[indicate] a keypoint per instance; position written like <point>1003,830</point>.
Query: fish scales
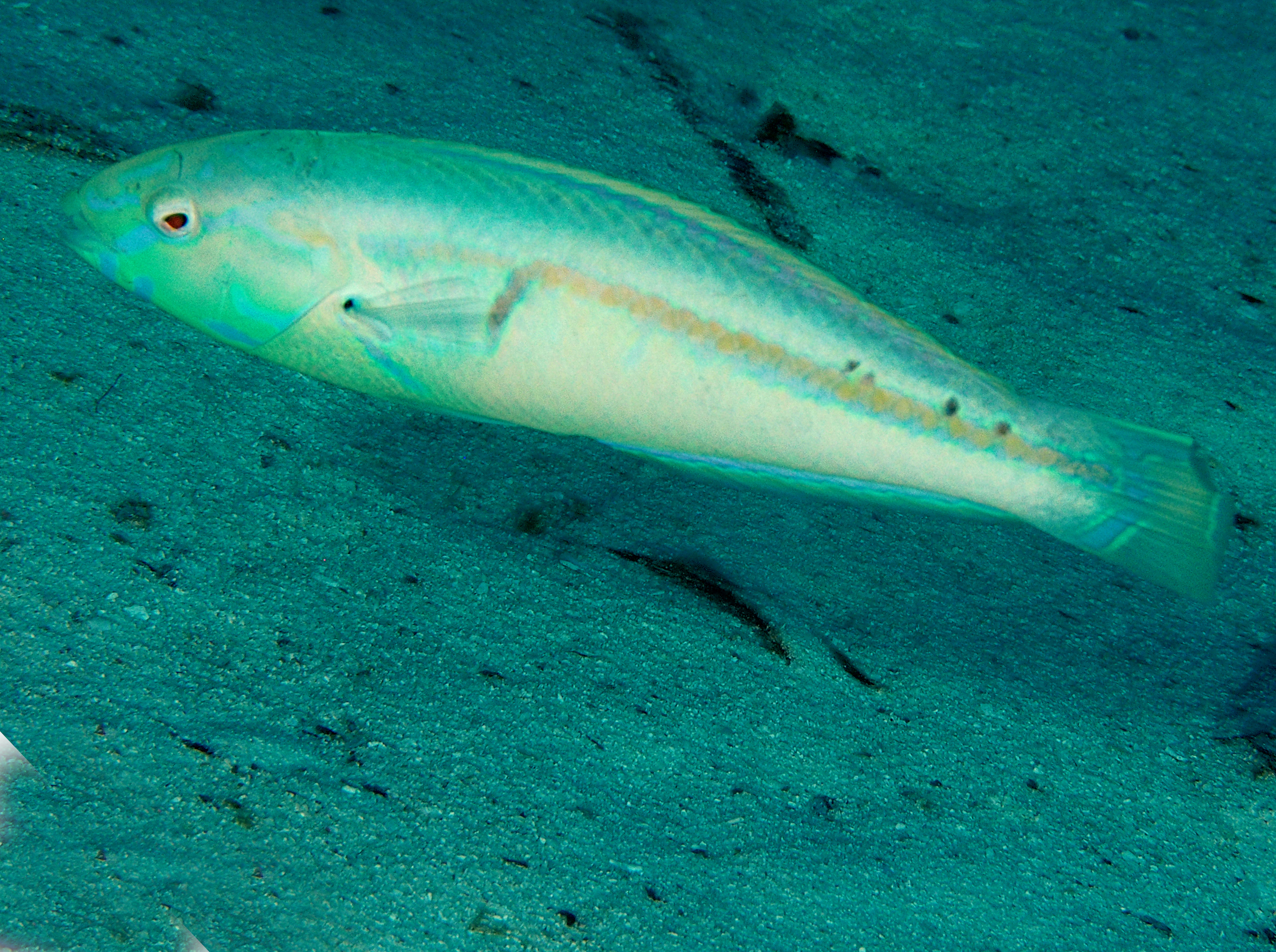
<point>507,289</point>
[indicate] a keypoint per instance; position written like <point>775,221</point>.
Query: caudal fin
<point>1160,516</point>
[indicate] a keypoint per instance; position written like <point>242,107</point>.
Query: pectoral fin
<point>451,310</point>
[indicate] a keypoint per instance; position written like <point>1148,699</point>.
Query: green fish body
<point>499,288</point>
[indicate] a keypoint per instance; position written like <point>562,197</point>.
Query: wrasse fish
<point>499,288</point>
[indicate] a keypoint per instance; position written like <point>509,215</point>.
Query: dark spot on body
<point>195,98</point>
<point>133,512</point>
<point>823,806</point>
<point>712,586</point>
<point>850,666</point>
<point>196,746</point>
<point>766,196</point>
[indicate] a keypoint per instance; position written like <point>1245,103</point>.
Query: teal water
<point>292,669</point>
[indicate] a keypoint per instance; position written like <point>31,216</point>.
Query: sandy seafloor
<point>289,670</point>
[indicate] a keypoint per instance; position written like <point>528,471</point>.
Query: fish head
<point>221,233</point>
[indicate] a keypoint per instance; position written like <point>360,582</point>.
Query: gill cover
<point>224,234</point>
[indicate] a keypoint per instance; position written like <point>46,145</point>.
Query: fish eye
<point>175,217</point>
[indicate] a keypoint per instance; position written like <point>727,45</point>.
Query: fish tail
<point>1156,515</point>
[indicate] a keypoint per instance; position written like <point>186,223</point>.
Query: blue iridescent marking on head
<point>109,263</point>
<point>110,205</point>
<point>258,325</point>
<point>230,333</point>
<point>138,239</point>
- - - - -
Full transcription without images: please go through the records and repeat them exactly.

*Answer below:*
[indicate] a keypoint per instance; position written like <point>1003,830</point>.
Query: fish scales
<point>507,289</point>
[indicate] a keypoint per instance; position written like <point>775,221</point>.
Query: caudal fin
<point>1160,516</point>
[indicate] a keypoint per instance; position written like <point>242,107</point>.
Query: pectoral fin
<point>451,310</point>
[indicate] a keypoint per instance; position written like <point>1148,699</point>.
Query: green fish body
<point>499,288</point>
[indicate] a keypoint per instance; position written like <point>562,197</point>.
Query: wrasse fish
<point>499,288</point>
[indicate] a keypoint per instance; position written like <point>509,215</point>.
Query: dark spot on body
<point>195,98</point>
<point>133,512</point>
<point>823,806</point>
<point>712,586</point>
<point>850,666</point>
<point>196,746</point>
<point>766,196</point>
[indicate] a keypoint per instance; position written like <point>1245,103</point>.
Query: teal water
<point>292,669</point>
[indicate] a keypoint per instance; position written like <point>31,216</point>.
Query: sandy seafloor
<point>289,670</point>
[indicate] a keypoint per instance; position written like <point>528,471</point>.
Query: fish head
<point>221,233</point>
[indicate] a keypoint per instance; position written like <point>360,582</point>.
Query: gill cover
<point>224,234</point>
[indicate] a keypoint per instance; position written like <point>46,145</point>.
Query: fish eye
<point>175,217</point>
[indicate] a keypoint per instance; position written like <point>727,45</point>.
Query: fish tail
<point>1156,515</point>
[indicate] a keypoint per instance; position written like <point>186,223</point>.
Query: blue iridescent marking on head
<point>109,263</point>
<point>110,205</point>
<point>258,325</point>
<point>230,333</point>
<point>138,239</point>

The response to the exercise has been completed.